**** Registros proporcionados ****

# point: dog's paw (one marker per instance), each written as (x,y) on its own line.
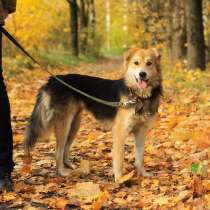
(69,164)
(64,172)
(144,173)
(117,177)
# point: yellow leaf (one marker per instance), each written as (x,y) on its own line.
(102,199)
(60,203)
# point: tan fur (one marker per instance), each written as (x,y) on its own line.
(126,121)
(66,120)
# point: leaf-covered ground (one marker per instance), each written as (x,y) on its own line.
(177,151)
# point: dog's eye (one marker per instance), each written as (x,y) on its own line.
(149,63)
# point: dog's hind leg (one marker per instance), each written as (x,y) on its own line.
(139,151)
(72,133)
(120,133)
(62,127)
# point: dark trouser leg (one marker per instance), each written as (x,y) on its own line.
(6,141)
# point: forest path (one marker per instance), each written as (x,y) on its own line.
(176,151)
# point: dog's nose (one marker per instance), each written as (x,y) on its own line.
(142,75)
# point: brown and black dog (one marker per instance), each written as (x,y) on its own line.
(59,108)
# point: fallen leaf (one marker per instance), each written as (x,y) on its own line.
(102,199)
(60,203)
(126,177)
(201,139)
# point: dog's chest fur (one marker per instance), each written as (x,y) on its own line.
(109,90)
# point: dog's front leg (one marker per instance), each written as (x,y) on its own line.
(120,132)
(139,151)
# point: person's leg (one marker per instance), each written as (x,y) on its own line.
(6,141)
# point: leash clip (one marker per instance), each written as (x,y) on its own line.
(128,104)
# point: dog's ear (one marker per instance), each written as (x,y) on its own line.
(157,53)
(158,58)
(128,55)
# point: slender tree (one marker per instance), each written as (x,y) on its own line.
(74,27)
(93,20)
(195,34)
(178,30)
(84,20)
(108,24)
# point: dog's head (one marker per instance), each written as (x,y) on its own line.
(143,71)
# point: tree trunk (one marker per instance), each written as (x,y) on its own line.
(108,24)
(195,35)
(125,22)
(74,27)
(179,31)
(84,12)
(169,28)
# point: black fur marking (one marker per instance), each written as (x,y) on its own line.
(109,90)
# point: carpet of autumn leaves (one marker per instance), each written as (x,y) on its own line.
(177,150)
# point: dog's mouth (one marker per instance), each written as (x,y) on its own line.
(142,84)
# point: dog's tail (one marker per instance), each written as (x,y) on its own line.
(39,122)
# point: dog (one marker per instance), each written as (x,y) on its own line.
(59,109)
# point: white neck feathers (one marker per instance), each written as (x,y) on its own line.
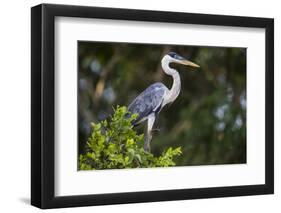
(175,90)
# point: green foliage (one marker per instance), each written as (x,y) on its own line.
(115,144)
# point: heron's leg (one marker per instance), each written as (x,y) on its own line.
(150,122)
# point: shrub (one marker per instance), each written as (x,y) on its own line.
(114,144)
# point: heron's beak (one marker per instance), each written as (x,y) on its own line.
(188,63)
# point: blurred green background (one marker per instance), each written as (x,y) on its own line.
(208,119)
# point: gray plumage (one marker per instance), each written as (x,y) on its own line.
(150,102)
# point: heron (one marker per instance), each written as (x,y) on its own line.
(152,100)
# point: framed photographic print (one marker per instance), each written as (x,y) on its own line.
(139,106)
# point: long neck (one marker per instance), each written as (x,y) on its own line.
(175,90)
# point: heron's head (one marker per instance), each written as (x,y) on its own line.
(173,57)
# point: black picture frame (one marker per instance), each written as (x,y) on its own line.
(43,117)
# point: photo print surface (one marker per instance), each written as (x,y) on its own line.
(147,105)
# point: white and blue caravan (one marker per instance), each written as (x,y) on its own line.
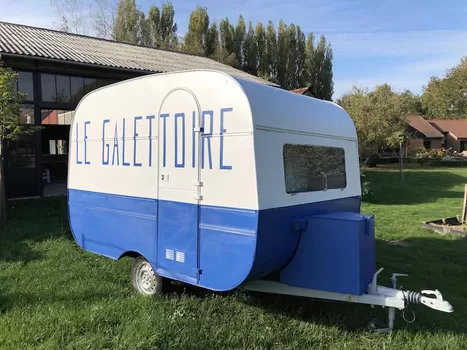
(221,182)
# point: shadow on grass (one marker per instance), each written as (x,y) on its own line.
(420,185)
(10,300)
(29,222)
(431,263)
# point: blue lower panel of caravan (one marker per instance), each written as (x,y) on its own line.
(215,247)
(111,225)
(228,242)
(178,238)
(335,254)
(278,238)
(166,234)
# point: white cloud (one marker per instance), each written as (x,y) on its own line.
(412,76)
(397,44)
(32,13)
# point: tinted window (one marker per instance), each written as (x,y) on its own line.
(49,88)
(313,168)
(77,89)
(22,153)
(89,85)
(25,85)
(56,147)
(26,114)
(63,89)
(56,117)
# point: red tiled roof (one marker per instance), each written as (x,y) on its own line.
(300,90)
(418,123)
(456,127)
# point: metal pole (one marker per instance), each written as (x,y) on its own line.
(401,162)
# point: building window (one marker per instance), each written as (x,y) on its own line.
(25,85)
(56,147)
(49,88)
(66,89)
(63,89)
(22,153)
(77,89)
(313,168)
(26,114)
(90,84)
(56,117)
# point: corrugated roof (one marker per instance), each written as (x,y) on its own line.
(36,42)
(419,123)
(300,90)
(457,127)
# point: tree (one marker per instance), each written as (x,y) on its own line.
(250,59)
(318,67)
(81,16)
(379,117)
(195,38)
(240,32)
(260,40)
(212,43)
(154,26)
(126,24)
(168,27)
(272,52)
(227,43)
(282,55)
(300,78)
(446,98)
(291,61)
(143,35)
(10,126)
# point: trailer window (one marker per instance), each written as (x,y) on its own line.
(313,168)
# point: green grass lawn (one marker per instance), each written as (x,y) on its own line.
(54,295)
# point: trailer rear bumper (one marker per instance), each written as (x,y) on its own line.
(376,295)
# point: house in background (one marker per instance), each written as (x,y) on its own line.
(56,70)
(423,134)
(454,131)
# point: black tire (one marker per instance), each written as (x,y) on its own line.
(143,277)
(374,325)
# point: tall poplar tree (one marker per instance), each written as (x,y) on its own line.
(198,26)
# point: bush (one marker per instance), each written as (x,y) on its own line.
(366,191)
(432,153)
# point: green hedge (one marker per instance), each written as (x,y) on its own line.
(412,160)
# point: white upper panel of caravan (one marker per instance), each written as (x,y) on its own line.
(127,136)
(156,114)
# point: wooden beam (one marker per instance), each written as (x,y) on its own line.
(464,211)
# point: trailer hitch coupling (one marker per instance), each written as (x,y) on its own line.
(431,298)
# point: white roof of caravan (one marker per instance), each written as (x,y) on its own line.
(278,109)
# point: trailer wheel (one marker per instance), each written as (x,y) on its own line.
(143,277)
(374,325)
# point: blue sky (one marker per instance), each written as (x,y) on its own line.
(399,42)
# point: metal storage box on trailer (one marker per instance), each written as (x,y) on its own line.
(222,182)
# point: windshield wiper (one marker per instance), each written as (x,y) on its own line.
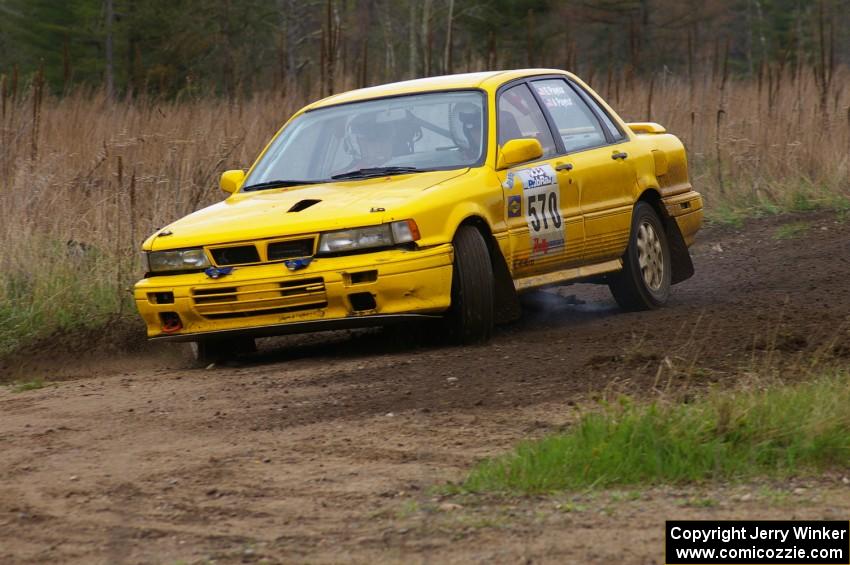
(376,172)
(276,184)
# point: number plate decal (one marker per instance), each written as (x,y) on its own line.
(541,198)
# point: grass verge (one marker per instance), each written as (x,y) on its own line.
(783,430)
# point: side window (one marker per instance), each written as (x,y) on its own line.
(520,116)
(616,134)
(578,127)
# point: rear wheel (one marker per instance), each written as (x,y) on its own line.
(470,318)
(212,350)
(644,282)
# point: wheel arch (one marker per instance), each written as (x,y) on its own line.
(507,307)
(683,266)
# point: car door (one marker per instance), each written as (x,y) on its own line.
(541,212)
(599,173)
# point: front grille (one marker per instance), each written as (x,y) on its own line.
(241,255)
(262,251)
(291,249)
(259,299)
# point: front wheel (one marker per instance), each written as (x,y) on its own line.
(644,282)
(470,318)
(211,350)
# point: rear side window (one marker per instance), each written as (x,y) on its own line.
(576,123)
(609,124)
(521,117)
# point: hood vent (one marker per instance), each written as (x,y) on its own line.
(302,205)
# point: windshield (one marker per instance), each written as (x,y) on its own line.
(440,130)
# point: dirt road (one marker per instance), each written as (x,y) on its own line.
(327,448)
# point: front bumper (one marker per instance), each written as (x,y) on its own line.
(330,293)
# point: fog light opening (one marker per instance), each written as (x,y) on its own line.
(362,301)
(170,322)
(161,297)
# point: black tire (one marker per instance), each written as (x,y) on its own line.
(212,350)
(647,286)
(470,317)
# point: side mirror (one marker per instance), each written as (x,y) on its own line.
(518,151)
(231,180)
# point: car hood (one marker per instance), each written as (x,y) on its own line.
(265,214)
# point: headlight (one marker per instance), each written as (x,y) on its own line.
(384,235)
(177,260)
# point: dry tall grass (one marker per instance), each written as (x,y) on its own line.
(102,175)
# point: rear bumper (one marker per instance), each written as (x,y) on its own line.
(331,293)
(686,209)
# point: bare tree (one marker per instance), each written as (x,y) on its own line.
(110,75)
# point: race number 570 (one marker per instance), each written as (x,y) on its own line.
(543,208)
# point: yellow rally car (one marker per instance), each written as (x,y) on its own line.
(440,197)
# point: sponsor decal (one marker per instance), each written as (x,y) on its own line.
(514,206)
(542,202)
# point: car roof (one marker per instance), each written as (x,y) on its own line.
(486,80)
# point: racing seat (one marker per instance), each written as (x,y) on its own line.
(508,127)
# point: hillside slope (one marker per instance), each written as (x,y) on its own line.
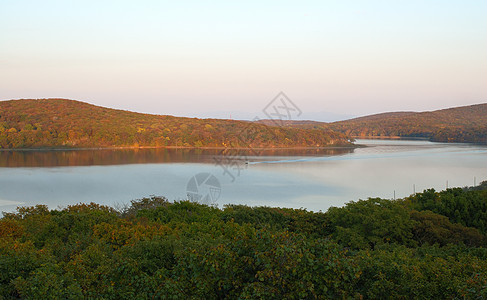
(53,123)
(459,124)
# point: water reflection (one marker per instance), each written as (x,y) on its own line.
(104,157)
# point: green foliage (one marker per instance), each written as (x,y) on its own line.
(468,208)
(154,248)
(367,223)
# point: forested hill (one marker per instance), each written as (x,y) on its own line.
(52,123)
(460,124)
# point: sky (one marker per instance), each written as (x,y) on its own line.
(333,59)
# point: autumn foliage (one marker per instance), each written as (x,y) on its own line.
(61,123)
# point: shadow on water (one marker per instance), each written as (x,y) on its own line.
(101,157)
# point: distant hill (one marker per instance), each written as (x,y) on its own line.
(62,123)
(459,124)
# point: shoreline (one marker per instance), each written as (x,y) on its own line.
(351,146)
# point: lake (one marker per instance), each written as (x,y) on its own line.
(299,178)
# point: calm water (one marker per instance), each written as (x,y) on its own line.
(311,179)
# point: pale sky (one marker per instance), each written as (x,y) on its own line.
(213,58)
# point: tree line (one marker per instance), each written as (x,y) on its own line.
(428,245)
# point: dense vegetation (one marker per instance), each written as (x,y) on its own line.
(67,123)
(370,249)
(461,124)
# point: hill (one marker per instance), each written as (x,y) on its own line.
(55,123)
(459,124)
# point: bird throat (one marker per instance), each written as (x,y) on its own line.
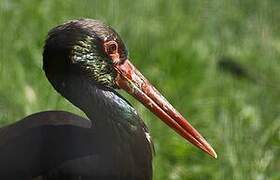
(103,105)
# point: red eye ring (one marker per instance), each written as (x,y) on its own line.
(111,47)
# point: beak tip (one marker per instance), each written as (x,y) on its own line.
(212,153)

****
**** Registros proporcionados ****

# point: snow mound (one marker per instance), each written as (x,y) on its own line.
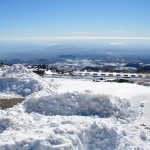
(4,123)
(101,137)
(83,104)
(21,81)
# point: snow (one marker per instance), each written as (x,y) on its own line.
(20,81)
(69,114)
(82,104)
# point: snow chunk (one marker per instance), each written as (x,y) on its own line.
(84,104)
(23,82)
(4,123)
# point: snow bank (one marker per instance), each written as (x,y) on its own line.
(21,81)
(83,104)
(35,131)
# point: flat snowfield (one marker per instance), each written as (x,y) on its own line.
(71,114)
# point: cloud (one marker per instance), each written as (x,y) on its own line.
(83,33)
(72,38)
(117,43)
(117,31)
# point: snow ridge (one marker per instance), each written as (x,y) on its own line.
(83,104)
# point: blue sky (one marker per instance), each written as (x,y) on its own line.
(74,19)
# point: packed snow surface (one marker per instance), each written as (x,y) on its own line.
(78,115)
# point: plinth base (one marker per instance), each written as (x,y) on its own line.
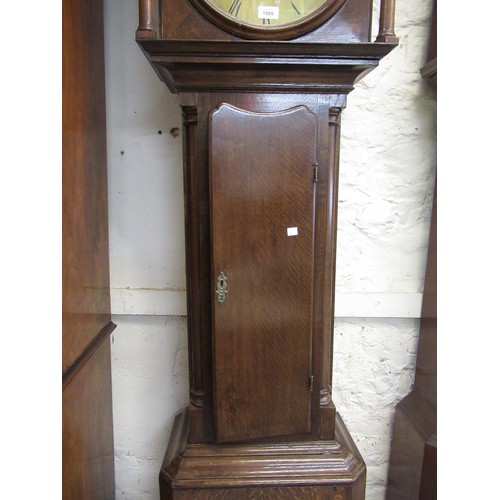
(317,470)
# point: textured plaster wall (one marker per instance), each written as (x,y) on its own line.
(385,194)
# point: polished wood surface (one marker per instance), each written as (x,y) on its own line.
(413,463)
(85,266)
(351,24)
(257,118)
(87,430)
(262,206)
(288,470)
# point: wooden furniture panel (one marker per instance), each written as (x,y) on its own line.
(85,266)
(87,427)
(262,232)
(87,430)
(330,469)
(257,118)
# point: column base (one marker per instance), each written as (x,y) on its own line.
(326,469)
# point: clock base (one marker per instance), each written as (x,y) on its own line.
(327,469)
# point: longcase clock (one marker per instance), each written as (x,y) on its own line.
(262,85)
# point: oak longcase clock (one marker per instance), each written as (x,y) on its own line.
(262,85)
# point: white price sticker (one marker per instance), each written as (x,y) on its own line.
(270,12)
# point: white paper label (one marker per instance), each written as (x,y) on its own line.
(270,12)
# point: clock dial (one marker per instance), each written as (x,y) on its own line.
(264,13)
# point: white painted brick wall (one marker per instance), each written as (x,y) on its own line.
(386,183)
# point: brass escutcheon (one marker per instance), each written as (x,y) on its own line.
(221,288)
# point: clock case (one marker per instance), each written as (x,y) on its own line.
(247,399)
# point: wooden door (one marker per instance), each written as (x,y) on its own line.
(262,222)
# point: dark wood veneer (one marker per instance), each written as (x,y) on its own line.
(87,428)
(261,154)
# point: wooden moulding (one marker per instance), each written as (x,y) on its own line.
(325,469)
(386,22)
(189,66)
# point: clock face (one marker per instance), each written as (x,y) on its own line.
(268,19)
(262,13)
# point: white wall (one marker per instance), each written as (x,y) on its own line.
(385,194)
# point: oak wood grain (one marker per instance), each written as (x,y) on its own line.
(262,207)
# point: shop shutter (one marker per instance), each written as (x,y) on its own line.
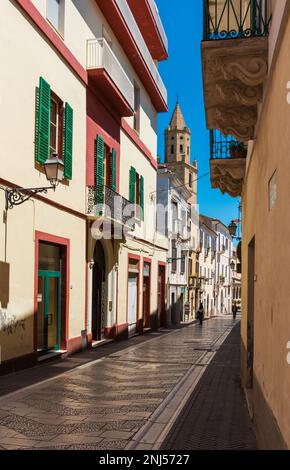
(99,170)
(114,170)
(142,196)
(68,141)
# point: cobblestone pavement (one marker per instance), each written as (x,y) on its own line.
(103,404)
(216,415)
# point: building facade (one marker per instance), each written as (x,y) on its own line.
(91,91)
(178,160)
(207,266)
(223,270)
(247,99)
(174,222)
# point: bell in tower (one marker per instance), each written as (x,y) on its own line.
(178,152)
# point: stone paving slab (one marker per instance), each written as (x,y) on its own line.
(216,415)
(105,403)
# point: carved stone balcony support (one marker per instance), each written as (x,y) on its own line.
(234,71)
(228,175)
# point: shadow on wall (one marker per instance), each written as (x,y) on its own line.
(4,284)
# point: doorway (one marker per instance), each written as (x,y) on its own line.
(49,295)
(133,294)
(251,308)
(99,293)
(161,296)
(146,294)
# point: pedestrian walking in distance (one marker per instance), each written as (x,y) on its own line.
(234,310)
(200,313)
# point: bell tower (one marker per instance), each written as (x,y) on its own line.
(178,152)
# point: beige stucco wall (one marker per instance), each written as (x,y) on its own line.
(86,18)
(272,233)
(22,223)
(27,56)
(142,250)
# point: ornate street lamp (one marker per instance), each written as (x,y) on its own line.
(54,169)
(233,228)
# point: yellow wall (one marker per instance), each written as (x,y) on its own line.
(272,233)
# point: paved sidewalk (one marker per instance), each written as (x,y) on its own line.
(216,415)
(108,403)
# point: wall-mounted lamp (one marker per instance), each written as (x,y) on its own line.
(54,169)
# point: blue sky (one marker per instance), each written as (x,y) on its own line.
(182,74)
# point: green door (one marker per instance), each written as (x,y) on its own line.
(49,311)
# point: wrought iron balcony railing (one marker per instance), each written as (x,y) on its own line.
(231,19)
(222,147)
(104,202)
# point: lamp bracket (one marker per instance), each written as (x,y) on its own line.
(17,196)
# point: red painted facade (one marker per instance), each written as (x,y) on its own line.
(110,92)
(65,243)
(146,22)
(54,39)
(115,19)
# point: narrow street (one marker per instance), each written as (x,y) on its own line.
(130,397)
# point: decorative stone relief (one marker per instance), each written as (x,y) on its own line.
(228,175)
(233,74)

****

▶ **Por hacer**: Por favor, reúne y copia todas las líneas de los registros anteriores que contengan la palabra "balcony". Se distinguen mayúsculas y minúsculas.

▶ **Resultado**:
# point: carved stone balcony support (one marker per instance), each written as (x,y) on its own line.
# point: wrought iron balcony railing (one marker per instance), each written as (x,y) on its own line.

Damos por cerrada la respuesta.